TASK DESCRIPTION
Transcribe the listing word for word. Begin at its first line and end with the line containing "Target: bamboo pole".

━━━ GIVEN RECORDS ━━━

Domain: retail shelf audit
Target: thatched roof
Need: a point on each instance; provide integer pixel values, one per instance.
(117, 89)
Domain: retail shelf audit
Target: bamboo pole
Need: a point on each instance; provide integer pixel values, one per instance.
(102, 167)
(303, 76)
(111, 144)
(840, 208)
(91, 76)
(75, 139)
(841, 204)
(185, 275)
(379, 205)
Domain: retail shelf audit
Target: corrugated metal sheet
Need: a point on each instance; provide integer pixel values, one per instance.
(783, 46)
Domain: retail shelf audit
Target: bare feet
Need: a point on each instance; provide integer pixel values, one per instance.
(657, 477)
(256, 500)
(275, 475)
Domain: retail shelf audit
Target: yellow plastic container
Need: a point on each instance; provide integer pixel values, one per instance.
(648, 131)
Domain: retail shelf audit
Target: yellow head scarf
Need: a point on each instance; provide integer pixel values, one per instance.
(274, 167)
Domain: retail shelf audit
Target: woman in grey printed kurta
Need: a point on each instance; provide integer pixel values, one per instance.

━━━

REPLY
Domain: retail shelf audit
Target: thatched roof
Need: a point on each instance; provide integer pixel values, one per instance.
(117, 89)
Domain: retail shelf audit
Target: bamboo pole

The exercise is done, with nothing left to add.